◆ ESTRATTO FORNITO ◆
Le ripetute denunce dei comitati ambientalisti, le manifestazioni di protesta, hanno contribuito a mantenere alta l’attenzione su una vicenda che in tanti avrebbero voluto consegnare all’oblio. Poco distante dallo stabilimento, infatti, ogni estate migliaia di bagnanti affollano le spiagge di uno dei tratti più suggestivi del litorale calabrese.

Al vaglio dei magistrati l’operato di alcune delle figure già coinvolte nelle precedenti inchieste: indagati l’ex sindaco di Praia a Mare Carlo Lomonaco, in qualità di responsabile dello stabilimento dal 2002 al 2003, il responsabile dello stabilimento Attilio Rausse, l’ex amministratore delegato del gruppo Marzotto Silvano Storer, il responsabile del reparto tintoria Salvatore Cristallino, l’amministratore delegato e vice presidente della Marzotto Spa Ernesto Antonio Favrin, il responsabile dello stabilimento Vincenzo Benincasa, il responsabile del reparto finissaggio Ivo Comegna.

◆ MATERIALE FORNITO ◆
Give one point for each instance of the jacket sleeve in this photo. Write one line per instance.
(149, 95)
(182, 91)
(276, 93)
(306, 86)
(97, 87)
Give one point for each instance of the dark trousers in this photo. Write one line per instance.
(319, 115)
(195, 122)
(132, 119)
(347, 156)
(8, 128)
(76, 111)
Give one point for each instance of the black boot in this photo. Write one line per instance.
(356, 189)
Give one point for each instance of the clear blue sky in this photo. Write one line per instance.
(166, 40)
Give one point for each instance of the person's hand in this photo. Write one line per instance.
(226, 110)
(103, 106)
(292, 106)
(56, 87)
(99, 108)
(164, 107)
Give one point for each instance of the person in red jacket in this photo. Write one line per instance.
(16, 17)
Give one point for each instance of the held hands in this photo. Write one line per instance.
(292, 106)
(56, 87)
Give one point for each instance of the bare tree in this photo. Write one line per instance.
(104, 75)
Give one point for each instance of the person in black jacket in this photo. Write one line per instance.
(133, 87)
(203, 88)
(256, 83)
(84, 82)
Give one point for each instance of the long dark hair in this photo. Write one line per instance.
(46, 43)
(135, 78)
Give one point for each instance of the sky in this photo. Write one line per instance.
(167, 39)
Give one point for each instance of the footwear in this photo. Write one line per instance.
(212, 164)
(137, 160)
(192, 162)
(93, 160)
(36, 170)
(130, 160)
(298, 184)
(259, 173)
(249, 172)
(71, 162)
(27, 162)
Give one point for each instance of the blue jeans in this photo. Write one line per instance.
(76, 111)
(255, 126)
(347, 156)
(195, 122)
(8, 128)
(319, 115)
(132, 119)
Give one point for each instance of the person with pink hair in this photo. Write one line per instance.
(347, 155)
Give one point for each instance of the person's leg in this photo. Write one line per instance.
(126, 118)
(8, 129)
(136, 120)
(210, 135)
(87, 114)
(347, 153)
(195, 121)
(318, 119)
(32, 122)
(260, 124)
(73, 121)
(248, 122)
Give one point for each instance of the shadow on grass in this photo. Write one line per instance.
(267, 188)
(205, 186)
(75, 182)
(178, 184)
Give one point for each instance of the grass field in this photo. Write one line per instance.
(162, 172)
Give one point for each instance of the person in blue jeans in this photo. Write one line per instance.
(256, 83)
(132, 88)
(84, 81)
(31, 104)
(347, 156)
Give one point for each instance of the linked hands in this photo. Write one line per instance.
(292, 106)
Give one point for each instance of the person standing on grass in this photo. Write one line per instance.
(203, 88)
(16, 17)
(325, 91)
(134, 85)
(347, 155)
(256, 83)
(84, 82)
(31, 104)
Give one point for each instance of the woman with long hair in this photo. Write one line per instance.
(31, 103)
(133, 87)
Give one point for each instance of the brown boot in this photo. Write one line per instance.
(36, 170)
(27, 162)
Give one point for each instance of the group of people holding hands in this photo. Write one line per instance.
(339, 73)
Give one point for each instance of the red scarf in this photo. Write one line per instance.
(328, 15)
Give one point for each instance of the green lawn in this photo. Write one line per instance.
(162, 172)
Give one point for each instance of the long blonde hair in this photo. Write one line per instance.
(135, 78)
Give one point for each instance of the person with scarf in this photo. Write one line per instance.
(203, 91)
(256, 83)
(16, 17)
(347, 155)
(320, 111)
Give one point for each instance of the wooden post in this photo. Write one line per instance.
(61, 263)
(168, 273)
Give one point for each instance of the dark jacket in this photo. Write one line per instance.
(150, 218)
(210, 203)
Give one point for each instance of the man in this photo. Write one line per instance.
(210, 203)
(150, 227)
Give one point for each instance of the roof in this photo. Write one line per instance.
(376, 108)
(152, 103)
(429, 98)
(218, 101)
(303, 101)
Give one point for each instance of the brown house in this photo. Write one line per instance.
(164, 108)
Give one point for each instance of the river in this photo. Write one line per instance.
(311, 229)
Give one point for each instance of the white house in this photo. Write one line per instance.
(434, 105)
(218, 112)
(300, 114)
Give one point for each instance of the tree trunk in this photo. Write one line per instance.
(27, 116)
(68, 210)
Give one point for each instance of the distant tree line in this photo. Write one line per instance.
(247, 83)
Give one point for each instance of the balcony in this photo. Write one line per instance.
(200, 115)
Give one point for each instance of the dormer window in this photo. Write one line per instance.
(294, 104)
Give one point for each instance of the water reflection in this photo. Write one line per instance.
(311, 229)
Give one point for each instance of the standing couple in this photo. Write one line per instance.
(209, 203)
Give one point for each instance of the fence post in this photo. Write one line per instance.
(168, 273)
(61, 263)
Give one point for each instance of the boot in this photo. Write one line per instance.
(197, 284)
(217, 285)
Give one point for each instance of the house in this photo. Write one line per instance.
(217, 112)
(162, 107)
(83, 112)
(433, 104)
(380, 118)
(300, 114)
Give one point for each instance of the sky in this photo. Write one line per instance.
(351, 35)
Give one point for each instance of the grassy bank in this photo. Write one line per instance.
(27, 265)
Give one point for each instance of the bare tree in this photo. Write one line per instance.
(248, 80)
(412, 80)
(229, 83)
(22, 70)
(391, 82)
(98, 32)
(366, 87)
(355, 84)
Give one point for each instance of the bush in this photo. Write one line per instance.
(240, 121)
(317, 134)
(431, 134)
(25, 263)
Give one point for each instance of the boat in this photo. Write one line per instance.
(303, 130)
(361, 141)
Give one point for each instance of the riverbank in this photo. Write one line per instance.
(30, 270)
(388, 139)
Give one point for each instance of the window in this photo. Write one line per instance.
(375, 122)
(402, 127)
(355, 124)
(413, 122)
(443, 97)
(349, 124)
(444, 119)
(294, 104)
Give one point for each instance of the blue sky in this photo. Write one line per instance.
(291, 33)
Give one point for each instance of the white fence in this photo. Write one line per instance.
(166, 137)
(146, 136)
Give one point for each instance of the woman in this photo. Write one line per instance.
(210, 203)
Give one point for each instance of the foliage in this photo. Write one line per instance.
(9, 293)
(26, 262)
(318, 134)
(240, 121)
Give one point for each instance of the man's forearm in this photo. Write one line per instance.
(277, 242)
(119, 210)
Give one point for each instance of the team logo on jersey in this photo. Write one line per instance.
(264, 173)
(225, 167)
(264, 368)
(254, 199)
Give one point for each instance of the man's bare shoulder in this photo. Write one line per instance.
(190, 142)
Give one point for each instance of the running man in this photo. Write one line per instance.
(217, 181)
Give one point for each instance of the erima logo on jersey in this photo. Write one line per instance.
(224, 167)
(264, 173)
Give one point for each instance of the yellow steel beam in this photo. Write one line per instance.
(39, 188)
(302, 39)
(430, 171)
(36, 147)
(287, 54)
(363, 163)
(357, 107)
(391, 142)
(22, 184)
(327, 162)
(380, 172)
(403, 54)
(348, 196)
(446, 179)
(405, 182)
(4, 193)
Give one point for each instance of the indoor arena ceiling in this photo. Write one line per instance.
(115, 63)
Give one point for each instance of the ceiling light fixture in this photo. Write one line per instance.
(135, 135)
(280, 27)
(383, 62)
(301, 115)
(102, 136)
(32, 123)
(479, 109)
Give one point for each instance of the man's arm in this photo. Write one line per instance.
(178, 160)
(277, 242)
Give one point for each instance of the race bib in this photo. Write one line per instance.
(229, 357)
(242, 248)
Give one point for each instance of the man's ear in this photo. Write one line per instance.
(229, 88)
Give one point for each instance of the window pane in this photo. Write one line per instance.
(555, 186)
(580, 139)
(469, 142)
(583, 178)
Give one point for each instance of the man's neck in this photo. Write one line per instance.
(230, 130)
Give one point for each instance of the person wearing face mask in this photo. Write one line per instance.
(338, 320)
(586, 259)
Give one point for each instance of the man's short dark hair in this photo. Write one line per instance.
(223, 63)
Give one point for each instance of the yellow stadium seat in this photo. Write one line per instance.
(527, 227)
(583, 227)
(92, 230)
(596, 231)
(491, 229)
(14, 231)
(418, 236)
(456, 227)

◆ ESERCIZIO SCRITTO ◆
Trascrivi senza alcuna modifica tutta la parte dell'estratto sullo stabilimento di Praia a Mare che va da "Al vaglio dei" fino a "finissaggio Ivo Comegna.". Il materiale è separato dall'estratto e va considerato a parte.

◆ RISPOSTA ◆
Al vaglio dei magistrati l’operato di alcune delle figure già coinvolte nelle precedenti inchieste: indagati l’ex sindaco di Praia a Mare Carlo Lomonaco, in qualità di responsabile dello stabilimento dal 2002 al 2003, il responsabile dello stabilimento Attilio Rausse, l’ex amministratore delegato del gruppo Marzotto Silvano Storer, il responsabile del reparto tintoria Salvatore Cristallino, l’amministratore delegato e vice presidente della Marzotto Spa Ernesto Antonio Favrin, il responsabile dello stabilimento Vincenzo Benincasa, il responsabile del reparto finissaggio Ivo Comegna.